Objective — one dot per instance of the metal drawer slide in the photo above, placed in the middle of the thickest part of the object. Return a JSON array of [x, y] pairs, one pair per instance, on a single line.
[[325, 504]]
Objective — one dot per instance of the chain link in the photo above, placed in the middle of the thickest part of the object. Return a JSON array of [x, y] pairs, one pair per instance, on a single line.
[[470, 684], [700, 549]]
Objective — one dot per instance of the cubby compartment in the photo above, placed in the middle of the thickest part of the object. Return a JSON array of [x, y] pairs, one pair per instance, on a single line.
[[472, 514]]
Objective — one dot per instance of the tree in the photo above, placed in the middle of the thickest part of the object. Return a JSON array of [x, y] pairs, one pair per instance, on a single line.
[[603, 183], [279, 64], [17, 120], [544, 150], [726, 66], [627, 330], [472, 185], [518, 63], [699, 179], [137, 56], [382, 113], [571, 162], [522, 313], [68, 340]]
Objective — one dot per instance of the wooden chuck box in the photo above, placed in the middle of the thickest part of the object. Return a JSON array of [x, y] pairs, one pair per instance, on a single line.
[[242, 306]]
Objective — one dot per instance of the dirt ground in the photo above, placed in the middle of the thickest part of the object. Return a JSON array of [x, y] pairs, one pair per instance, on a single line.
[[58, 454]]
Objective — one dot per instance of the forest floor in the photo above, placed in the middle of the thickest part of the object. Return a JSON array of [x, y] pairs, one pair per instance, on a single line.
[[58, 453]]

• • • • • • •

## THE TASK
Edit the entries from the line containing "Objective — one dot per instance of the forest" through the end of the entries, replacing "forest floor" with "leaf litter" and changing nothing else.

## SOLUTION TO THIS TASK
Objective — one dot per instance of the leaf litter in the photo above, placed in the middle of the thickest part of the object. Return a JSON array of [x, y] pairs, one pair per instance, on a single line.
[[58, 453]]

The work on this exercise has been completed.